**GIVEN TASK:** Please write out every row below word for word, leaving the pictures out of your answer.

**Stored rows:**
— BEGIN —

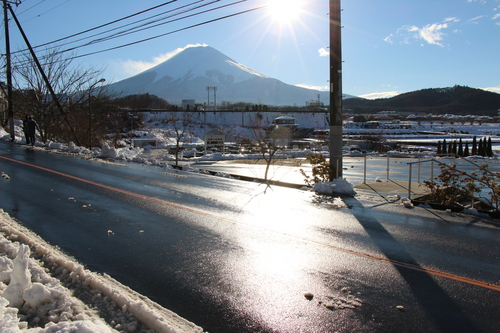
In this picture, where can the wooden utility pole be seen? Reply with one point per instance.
(8, 74)
(335, 90)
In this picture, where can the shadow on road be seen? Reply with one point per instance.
(445, 313)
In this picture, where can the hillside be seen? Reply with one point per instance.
(460, 100)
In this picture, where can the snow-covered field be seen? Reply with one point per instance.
(38, 283)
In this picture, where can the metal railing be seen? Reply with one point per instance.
(422, 172)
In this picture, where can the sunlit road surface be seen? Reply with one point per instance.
(236, 256)
(356, 169)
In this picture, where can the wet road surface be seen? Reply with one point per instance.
(237, 256)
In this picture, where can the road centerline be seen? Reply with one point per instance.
(302, 239)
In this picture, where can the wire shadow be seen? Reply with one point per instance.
(445, 313)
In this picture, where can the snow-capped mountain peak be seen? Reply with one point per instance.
(187, 74)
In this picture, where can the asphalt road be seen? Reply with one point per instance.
(236, 256)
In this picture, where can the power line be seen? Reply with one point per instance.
(171, 32)
(153, 37)
(45, 12)
(109, 30)
(103, 25)
(24, 11)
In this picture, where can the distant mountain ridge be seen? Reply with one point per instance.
(460, 100)
(187, 74)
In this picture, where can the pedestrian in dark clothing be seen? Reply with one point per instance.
(32, 127)
(25, 130)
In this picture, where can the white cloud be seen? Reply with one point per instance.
(475, 19)
(385, 94)
(451, 19)
(131, 67)
(493, 89)
(308, 86)
(431, 33)
(323, 52)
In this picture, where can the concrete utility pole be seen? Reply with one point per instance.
(335, 90)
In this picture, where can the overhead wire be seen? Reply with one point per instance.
(47, 11)
(171, 32)
(122, 26)
(138, 28)
(102, 25)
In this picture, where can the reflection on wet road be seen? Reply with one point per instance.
(236, 256)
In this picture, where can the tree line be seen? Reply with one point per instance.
(481, 147)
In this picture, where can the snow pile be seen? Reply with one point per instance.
(338, 186)
(30, 297)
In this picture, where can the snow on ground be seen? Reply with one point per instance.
(43, 290)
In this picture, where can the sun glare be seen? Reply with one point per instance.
(284, 11)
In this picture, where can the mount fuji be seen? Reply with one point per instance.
(187, 74)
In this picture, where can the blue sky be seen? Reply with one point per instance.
(388, 47)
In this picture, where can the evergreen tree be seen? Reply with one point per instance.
(480, 148)
(474, 146)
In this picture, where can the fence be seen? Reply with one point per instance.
(424, 168)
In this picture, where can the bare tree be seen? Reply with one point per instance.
(270, 141)
(182, 125)
(71, 84)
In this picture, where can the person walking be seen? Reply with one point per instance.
(32, 127)
(25, 130)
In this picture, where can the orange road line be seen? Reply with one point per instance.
(353, 252)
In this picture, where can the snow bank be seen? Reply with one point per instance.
(339, 186)
(29, 294)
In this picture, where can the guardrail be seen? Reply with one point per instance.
(424, 167)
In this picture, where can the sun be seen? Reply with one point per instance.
(285, 11)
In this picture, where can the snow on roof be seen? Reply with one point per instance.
(27, 288)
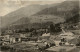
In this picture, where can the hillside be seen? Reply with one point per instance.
(67, 11)
(21, 13)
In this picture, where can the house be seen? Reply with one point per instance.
(6, 37)
(44, 36)
(67, 35)
(15, 38)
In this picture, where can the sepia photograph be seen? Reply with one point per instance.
(39, 26)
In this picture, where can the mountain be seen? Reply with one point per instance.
(23, 12)
(67, 11)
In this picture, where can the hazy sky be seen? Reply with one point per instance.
(7, 6)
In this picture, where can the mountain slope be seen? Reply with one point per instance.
(22, 12)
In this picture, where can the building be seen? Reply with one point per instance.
(15, 38)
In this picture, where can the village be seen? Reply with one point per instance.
(64, 41)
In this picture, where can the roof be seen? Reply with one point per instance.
(46, 34)
(67, 33)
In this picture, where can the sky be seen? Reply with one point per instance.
(7, 6)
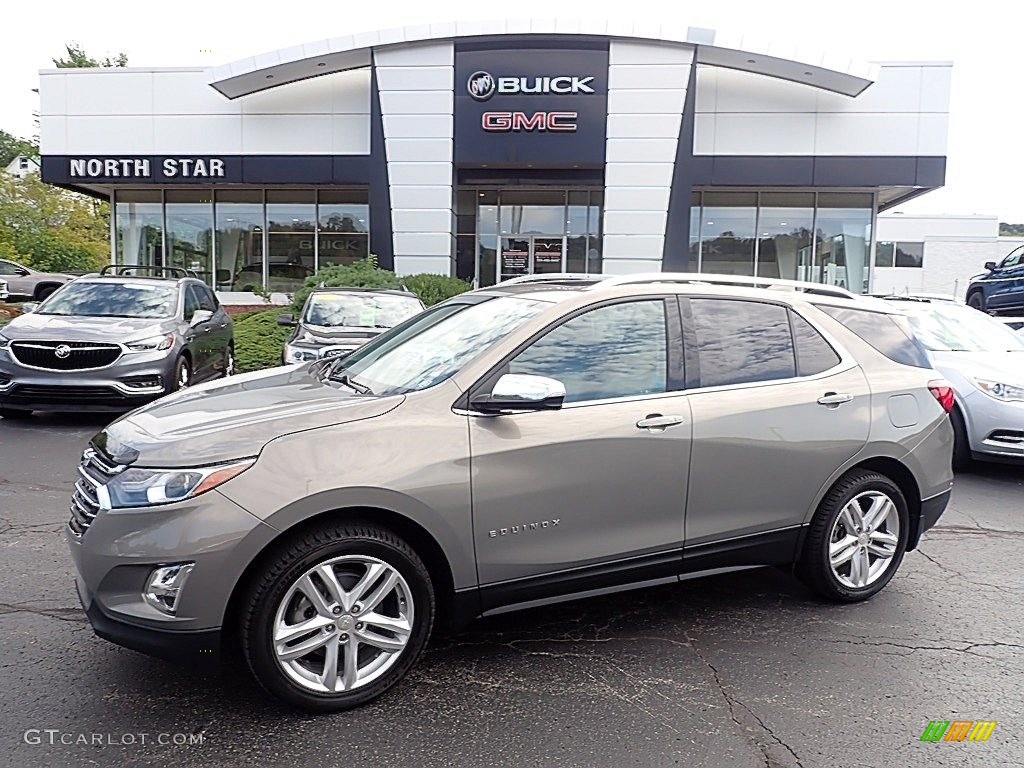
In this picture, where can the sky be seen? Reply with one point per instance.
(985, 170)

— END —

**RESPONSE FOR THIS EXERCISE:**
In this picture, where can the wooden utility pole be seen? Reply with one point per instance.
(8, 74)
(335, 90)
In this picture, where can the shadow on road be seen? Reply with one point per instance.
(445, 313)
In this picture, where can the hillside be seen? Reply with one point per instance.
(460, 100)
In this picture, where can the snow-covered field be seen? Reply with one point per instance.
(38, 283)
In this picture, where can the metal railing be seen? Reply with one point per instance.
(422, 172)
In this picture, where can the sunlit road surface be seen? Reply with one point per instance.
(236, 256)
(356, 169)
In this picture, where can the wet road surface be seen? Reply with one point per instance.
(237, 256)
In this picture, where can the road centerline be seen? Reply with one point per instance.
(302, 239)
In this picture, where can the wire shadow be seen? Reply with one point per instance.
(445, 313)
In this picture, where can the snow-capped mountain peak be seen? Reply with one point per instance.
(187, 74)
In this picture, where can the asphalt road be seen? Reply with one point per instance.
(236, 256)
In this picture, where can the power line be seen? Reply with one point per instance.
(171, 32)
(153, 37)
(45, 12)
(109, 30)
(103, 25)
(24, 11)
In this picture, where can the distant mountain ridge be seen? Reply with one point per instance.
(460, 100)
(187, 74)
In this picture, where can the pedestrian in dark clothing be seen? Reply with one point per instance.
(32, 127)
(25, 130)
In this picture, where can the white cloud be seen? Reply with one point per instance.
(475, 19)
(385, 94)
(451, 19)
(131, 67)
(493, 89)
(308, 86)
(431, 33)
(323, 52)
In this picture, where can the concrete utility pole be seen? Reply with one point per instance.
(335, 90)
In this picture, where can the overhead wire be seen? Reply with one point per instance.
(47, 11)
(171, 32)
(122, 26)
(138, 28)
(102, 25)
In this picture, where can the reflection on wet road be seen? Reply with one point per instance.
(236, 256)
In this picture, where can the tree line be seen? Reply with one point per instance.
(481, 147)
In this picture, where can the snow pile be seen? Reply with one point per instance.
(338, 186)
(30, 297)
In this picture, where can the snow on ground be seen? Reply with one point per instance.
(43, 290)
In this picture, where can the sun glare be seen? Reply with one point per instance.
(284, 11)
In this picture, where can the mount fuji be seen? Reply with one point per instance.
(187, 74)
In this picture, where can the blue sky be seen? Reply with one point per instance.
(388, 47)
In this picture, where can the evergreen tree be seen? Reply with one point per instance.
(480, 148)
(474, 146)
In this picture, where can the fence be seen? Reply with one point per instance.
(424, 168)
In this picture, where can the bare tree be seen? Reply with one point per instance.
(270, 141)
(182, 125)
(71, 84)
In this picture, where can the person walking be seen? Reply with one point per instance.
(32, 127)
(25, 130)
In this picture, where can the orange road line be seen? Reply with one point per instance.
(353, 252)
In this picture, where can the snow bank be seen? Reply with one point per instance.
(339, 186)
(29, 294)
In this picture, where can the guardrail be seen? Reply with one point per instance.
(424, 167)
In this picture, where can the sun be seen? Reply with one point per instance.
(285, 11)
In this picture, where can the snow on roof be seen? Reply with one point per instance.
(27, 288)
In this picture, where can the hillside be seen? Reply with one point per instance.
(67, 11)
(21, 13)
In this picture, where can the house be seen? Reply with one point per instance.
(6, 37)
(44, 36)
(67, 35)
(15, 38)
In this picture, where can the sepia photograph be seen? Reply with one point per instance.
(39, 26)
In this picture, where can the mountain be seen? Reply with one point per instance.
(23, 12)
(67, 11)
In this picture, where can the hazy sky be seen? Reply with one point per instance.
(7, 6)
In this picture, where can the mountain slope be seen? Reply with one point per instance.
(22, 12)
In this picture, where can the building be seen? Reply with one point per instance.
(15, 38)
In this picture, where can the village be seen? Reply with one point per instance.
(64, 41)
In this picture, where can the roof be seen? Reply with one point per instance.
(46, 34)
(67, 33)
In this picture, where can the sky be seen? Reply with one point per instance.
(7, 6)
In this picture, where can the sky be seen? Reply with one point per instance.
(985, 170)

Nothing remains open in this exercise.